▶ **Raw records**:
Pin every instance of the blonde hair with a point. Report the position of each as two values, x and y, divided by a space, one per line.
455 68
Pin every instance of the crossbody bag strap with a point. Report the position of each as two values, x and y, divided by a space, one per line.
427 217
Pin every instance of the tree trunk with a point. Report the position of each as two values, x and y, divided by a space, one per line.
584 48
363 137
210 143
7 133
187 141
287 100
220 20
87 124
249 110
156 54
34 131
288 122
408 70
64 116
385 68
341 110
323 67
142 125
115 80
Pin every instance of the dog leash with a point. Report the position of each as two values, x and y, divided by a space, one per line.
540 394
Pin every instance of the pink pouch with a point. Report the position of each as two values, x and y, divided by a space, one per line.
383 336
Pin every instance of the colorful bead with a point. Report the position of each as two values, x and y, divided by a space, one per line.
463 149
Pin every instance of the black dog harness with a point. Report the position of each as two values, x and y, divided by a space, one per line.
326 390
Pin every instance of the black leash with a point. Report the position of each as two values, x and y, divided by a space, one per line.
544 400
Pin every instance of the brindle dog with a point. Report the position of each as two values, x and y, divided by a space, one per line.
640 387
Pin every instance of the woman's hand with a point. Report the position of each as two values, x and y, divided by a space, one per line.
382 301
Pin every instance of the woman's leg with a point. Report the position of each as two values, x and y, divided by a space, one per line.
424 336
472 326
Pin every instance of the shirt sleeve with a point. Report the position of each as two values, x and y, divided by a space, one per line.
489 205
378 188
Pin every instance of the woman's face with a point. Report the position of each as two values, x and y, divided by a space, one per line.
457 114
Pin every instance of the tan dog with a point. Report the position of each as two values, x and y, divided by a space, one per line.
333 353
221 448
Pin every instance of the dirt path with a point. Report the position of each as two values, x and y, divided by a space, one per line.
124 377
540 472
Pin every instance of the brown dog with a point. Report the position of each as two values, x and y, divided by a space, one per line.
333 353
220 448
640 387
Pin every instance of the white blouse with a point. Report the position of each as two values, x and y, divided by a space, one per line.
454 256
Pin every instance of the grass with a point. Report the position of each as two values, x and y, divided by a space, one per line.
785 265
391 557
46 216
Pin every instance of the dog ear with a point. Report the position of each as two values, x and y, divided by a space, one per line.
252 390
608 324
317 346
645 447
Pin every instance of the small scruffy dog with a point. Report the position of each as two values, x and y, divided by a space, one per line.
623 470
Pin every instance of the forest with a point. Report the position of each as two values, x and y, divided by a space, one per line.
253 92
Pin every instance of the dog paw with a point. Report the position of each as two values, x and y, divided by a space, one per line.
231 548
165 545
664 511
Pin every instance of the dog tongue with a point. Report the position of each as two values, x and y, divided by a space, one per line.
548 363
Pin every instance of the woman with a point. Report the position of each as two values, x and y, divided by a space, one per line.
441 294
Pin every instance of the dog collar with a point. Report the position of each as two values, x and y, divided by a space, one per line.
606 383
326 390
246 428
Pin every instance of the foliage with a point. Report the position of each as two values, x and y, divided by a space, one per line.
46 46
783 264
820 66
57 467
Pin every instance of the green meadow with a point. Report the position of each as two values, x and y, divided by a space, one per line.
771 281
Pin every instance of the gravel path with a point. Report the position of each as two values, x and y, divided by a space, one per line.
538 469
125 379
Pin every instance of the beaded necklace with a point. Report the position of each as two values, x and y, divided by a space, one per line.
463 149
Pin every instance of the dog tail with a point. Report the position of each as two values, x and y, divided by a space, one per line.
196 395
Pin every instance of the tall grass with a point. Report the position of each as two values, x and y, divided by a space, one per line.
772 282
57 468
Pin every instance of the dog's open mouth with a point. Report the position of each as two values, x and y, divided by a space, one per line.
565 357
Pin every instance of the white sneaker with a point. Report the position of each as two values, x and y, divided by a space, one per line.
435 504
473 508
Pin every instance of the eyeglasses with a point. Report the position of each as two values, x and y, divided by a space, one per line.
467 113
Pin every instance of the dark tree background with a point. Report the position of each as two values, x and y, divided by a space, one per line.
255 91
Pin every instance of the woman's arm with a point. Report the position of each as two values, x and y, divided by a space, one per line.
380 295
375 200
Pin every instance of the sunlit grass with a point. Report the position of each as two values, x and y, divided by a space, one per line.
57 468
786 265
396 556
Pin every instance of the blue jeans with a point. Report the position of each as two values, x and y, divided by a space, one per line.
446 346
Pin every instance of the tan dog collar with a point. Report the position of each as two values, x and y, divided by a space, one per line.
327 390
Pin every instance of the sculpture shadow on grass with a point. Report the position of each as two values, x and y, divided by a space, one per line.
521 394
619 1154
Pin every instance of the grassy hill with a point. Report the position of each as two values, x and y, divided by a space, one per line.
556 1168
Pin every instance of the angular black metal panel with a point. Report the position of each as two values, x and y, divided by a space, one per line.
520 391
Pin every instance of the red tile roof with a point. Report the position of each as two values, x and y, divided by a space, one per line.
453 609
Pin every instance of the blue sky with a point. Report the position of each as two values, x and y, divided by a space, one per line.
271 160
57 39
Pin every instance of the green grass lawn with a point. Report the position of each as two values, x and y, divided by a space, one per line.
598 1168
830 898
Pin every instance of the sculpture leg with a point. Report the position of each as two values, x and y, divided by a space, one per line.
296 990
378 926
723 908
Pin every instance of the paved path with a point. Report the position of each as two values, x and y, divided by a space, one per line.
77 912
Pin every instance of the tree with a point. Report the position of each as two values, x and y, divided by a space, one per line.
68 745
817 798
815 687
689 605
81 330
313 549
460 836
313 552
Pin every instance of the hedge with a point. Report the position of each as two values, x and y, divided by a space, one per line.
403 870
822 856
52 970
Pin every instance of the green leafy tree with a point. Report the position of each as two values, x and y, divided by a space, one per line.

▶ **Problem**: Return the line that contains "Pin every instance of the sculpture leg" along with every line after it through the end of the entries, exactly, adding nothing.

▶ **Task result**:
Pin every instance of the sculpture leg with a point. Report the position of each as two values, x and y, divided by a space, one per line.
296 990
378 926
723 908
Pin every instance of the paved path with a point. Report the position of each as two values, x and y, divided by a space, one per line.
77 912
Pin every instance of the tree with a point. Report the position of each as two values, x and y, divided by a space, one per line.
68 745
817 798
815 687
689 605
81 330
313 549
460 836
313 552
Pin every instance of the hedge with a point. Report the position of each as two values, x and y, divided by a space, one per line.
403 870
822 856
52 970
Pin every instance of the green leafy tree with a point. Report the position of each as two values, x and y, divided by a space, one per line.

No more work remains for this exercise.